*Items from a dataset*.
━━━━━━

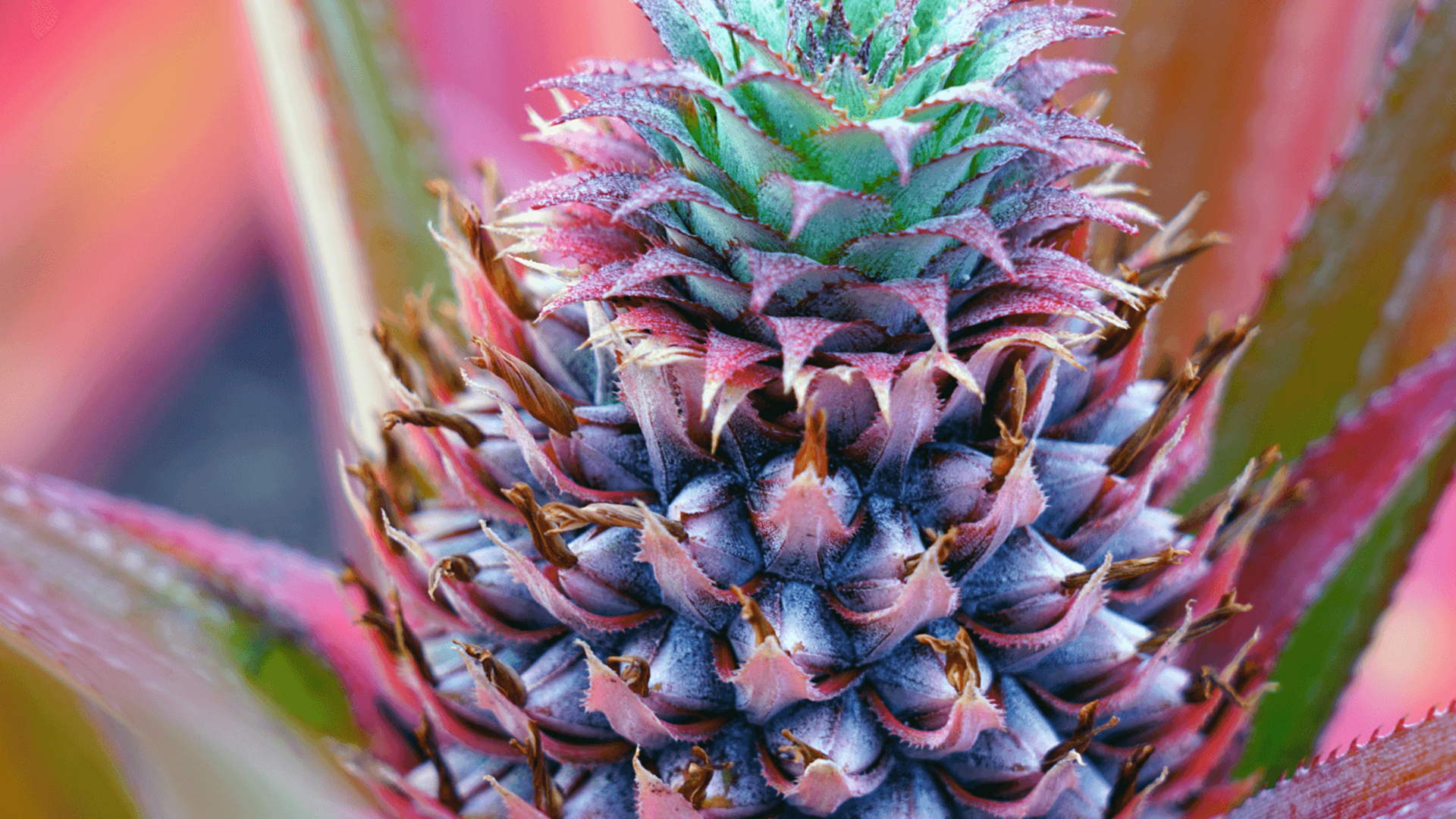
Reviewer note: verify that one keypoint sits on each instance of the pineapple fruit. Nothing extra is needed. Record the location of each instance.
(800, 463)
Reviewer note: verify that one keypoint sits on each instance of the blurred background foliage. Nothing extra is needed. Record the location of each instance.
(156, 337)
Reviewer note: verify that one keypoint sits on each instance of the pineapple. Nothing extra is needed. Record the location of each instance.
(800, 464)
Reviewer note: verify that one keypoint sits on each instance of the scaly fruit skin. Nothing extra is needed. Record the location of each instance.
(826, 484)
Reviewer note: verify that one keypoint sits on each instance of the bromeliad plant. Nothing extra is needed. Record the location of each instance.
(789, 455)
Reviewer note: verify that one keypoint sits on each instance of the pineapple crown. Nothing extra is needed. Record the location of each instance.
(871, 483)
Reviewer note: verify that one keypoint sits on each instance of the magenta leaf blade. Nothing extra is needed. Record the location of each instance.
(139, 632)
(1410, 773)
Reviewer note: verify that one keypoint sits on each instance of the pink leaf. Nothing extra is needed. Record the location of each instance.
(123, 604)
(1348, 479)
(1410, 773)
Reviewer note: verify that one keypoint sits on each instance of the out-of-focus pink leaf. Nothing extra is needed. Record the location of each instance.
(1410, 773)
(267, 579)
(137, 632)
(1343, 270)
(1346, 482)
(1245, 99)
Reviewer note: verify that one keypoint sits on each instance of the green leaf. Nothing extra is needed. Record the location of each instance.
(1337, 302)
(1329, 299)
(1320, 657)
(290, 676)
(384, 143)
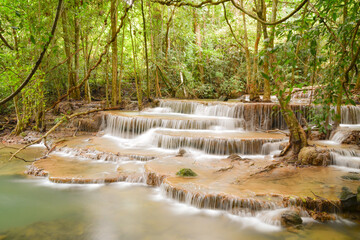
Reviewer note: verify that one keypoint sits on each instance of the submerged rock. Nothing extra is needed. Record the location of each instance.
(351, 177)
(186, 172)
(349, 200)
(314, 156)
(235, 157)
(290, 218)
(181, 152)
(322, 216)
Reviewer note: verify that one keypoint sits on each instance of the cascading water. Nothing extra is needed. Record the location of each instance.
(204, 130)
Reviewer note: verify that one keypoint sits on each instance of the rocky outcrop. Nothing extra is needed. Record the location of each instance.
(290, 218)
(314, 156)
(186, 172)
(350, 201)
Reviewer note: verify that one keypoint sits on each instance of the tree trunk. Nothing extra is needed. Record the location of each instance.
(137, 82)
(262, 15)
(121, 64)
(86, 53)
(146, 52)
(114, 59)
(71, 82)
(197, 32)
(254, 96)
(298, 138)
(247, 53)
(107, 80)
(77, 43)
(342, 79)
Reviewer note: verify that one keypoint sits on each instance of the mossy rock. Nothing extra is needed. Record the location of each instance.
(351, 177)
(186, 172)
(290, 218)
(314, 156)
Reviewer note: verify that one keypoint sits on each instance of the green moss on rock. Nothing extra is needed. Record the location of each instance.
(186, 172)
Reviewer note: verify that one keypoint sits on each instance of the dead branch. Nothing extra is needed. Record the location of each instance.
(268, 168)
(225, 168)
(38, 62)
(64, 119)
(88, 74)
(8, 147)
(23, 159)
(64, 61)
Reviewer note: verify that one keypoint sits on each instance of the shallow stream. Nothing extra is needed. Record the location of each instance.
(34, 208)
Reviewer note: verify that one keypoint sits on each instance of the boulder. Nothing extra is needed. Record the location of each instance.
(181, 152)
(351, 177)
(290, 218)
(235, 157)
(314, 156)
(348, 200)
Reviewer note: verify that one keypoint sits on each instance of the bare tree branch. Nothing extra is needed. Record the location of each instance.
(97, 63)
(37, 64)
(180, 3)
(65, 118)
(232, 32)
(5, 42)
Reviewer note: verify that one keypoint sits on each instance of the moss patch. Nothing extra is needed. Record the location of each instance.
(186, 172)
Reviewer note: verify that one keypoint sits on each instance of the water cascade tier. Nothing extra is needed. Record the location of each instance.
(229, 145)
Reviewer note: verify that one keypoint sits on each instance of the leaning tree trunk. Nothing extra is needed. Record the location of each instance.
(114, 53)
(298, 138)
(77, 44)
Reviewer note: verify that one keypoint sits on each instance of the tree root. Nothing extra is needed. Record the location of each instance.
(65, 118)
(285, 150)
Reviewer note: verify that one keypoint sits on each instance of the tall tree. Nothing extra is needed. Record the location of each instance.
(114, 58)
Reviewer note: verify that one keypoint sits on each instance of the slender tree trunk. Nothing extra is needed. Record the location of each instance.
(77, 44)
(254, 96)
(342, 79)
(146, 52)
(262, 15)
(121, 64)
(107, 80)
(114, 58)
(167, 42)
(137, 83)
(247, 53)
(298, 138)
(86, 65)
(71, 82)
(197, 32)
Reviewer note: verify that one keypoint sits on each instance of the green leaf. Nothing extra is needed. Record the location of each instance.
(265, 75)
(32, 39)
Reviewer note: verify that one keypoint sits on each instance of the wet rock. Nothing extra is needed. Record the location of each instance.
(317, 135)
(348, 200)
(235, 157)
(181, 152)
(314, 156)
(223, 98)
(353, 137)
(351, 177)
(186, 172)
(322, 216)
(290, 218)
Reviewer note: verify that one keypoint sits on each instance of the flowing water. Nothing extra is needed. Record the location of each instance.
(36, 208)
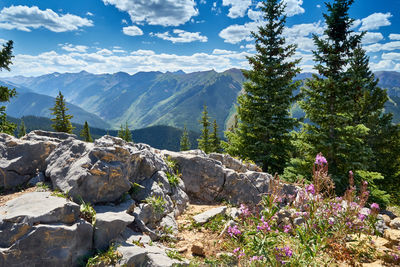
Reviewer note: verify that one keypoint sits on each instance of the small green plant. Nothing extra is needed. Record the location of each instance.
(58, 193)
(173, 179)
(173, 254)
(157, 203)
(111, 257)
(43, 186)
(87, 212)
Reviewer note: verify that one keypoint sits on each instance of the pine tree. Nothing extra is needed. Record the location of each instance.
(6, 93)
(185, 142)
(61, 121)
(330, 97)
(263, 111)
(204, 141)
(22, 129)
(85, 133)
(125, 133)
(215, 140)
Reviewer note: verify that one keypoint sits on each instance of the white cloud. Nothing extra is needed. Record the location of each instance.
(26, 18)
(375, 21)
(372, 37)
(394, 36)
(391, 56)
(234, 34)
(74, 48)
(156, 12)
(238, 7)
(383, 47)
(293, 7)
(132, 30)
(181, 36)
(104, 61)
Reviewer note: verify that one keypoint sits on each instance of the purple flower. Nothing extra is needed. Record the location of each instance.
(320, 160)
(287, 228)
(244, 210)
(233, 231)
(374, 206)
(310, 189)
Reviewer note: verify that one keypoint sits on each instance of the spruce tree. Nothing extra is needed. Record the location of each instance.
(62, 121)
(85, 133)
(215, 140)
(336, 129)
(22, 129)
(185, 142)
(204, 141)
(125, 133)
(6, 93)
(264, 119)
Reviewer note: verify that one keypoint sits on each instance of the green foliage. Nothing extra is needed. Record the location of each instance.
(6, 93)
(185, 142)
(85, 133)
(62, 121)
(215, 140)
(173, 254)
(125, 133)
(106, 258)
(87, 212)
(157, 203)
(264, 109)
(21, 130)
(173, 179)
(204, 140)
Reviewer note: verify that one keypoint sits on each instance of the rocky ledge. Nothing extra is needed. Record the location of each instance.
(136, 192)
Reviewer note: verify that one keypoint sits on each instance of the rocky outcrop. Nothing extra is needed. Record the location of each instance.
(38, 229)
(22, 159)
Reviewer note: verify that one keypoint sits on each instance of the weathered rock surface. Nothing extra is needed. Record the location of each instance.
(204, 217)
(38, 229)
(22, 159)
(110, 222)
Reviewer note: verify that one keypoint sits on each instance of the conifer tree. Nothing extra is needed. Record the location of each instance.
(6, 93)
(204, 141)
(85, 133)
(22, 129)
(185, 142)
(125, 133)
(264, 119)
(62, 121)
(337, 128)
(215, 140)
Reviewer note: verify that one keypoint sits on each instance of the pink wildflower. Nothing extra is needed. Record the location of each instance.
(320, 160)
(234, 231)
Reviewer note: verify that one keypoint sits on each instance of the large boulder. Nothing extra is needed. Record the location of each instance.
(38, 229)
(22, 159)
(110, 222)
(92, 171)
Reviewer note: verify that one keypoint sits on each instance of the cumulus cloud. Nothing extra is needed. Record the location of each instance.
(132, 30)
(155, 12)
(394, 36)
(238, 7)
(375, 21)
(104, 61)
(74, 48)
(372, 37)
(180, 36)
(293, 7)
(383, 47)
(26, 18)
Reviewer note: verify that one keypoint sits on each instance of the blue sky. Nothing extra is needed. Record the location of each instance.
(107, 36)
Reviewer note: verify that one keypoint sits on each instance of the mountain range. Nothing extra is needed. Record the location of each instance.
(149, 98)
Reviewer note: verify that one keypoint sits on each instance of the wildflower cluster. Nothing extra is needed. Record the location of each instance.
(296, 230)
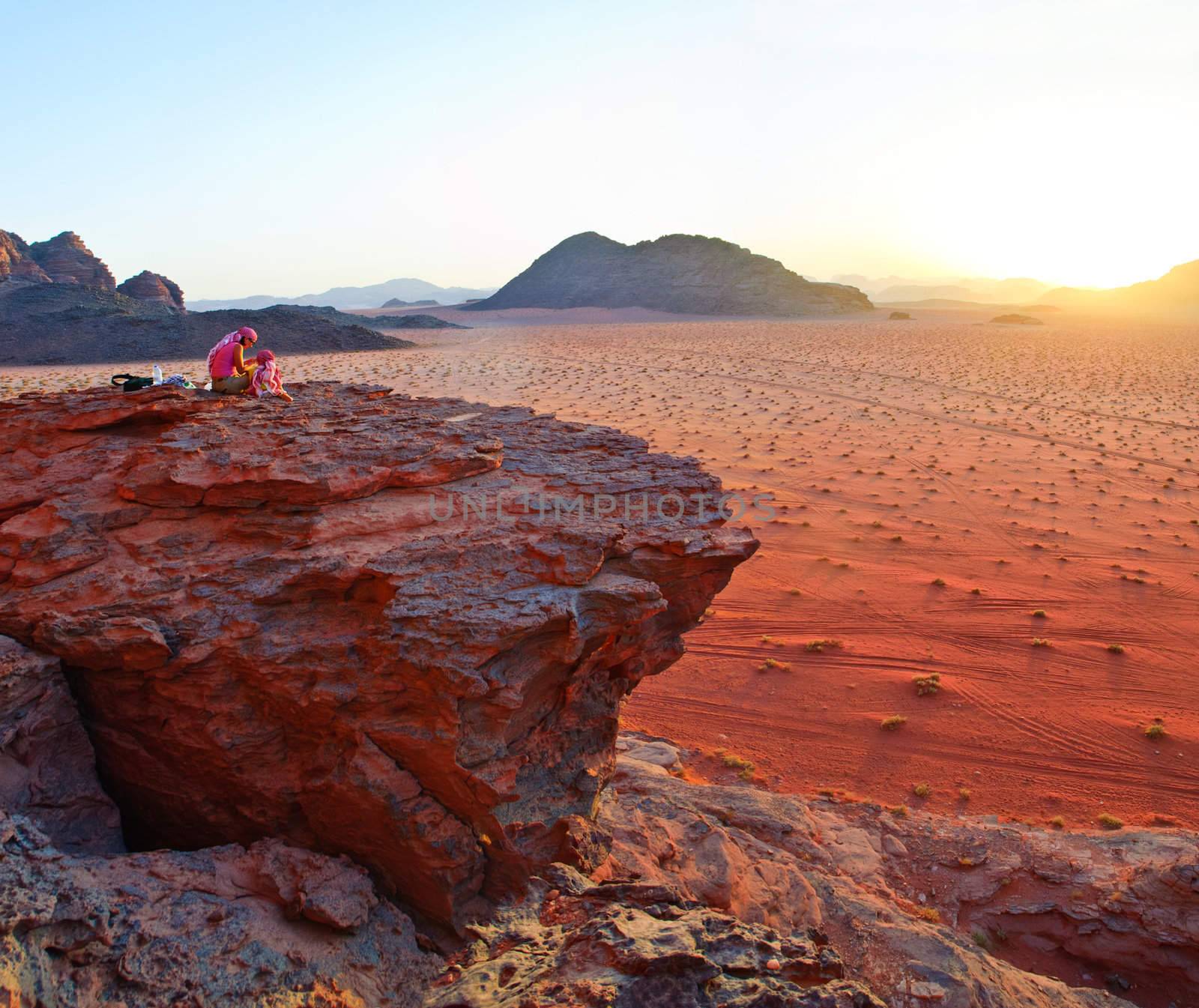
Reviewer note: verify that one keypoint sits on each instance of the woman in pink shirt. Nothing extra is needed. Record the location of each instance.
(228, 367)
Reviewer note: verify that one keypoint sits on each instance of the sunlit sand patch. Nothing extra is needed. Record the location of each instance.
(933, 489)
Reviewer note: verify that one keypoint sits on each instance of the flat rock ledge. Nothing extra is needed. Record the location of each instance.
(390, 628)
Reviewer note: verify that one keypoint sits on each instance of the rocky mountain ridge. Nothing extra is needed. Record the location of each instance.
(680, 274)
(65, 259)
(1177, 292)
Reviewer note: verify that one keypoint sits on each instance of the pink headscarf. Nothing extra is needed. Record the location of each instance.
(237, 335)
(267, 379)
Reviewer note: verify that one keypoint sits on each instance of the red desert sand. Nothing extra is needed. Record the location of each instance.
(979, 591)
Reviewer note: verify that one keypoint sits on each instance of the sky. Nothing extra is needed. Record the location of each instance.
(286, 148)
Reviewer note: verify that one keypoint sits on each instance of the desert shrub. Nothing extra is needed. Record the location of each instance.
(927, 684)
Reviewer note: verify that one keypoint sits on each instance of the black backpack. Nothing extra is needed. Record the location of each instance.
(130, 382)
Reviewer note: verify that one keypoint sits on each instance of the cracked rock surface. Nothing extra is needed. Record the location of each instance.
(282, 624)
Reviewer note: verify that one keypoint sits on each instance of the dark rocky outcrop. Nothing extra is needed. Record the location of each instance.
(683, 274)
(395, 302)
(67, 260)
(154, 288)
(57, 324)
(351, 319)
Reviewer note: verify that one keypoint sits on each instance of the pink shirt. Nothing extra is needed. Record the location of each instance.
(222, 364)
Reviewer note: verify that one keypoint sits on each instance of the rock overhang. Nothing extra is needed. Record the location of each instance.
(275, 627)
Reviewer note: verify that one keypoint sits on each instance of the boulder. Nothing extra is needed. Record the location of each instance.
(269, 924)
(390, 628)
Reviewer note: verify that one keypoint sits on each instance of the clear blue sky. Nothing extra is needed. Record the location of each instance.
(285, 148)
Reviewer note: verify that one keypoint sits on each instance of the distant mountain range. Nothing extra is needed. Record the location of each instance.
(680, 274)
(1175, 292)
(373, 296)
(983, 290)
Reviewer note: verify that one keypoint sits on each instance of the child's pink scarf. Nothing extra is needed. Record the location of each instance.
(267, 379)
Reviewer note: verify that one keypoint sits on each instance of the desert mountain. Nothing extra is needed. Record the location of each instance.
(985, 290)
(60, 324)
(407, 289)
(1177, 292)
(685, 274)
(65, 262)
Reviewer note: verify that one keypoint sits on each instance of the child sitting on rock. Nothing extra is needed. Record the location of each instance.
(267, 380)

━━━━━━

*Problem to work on*.
The line with "of the clear" and all the lines after it in the records above are to be output exactly, with nothing added.

*Solution to this task*.
Reviewer note: verify that one keypoint sits on each instance of the clear blue sky. Nothing extra is needed. Record the location of each instance.
(285, 148)
Reviewer note: verify that one keypoint sits on each instance of the distant mountain range. Nothing extra is needed. Record the location of each instance.
(680, 274)
(1175, 292)
(373, 296)
(983, 290)
Reviewer note: verify that one keypoint sits on each instance of the child's pink scarf. Nothing extra is needed. Record the location of each instance.
(267, 379)
Reviewer note: verify that one keypoint sits on each instance of the desert mountain. Nothing extra is needed. Record the location of each instance.
(985, 290)
(60, 324)
(407, 289)
(1177, 292)
(685, 274)
(65, 262)
Reviewer note: verify that one keypoint sits on each instance of the child sitting on rock. Nothing extra is needed. Record the location of each instance.
(267, 380)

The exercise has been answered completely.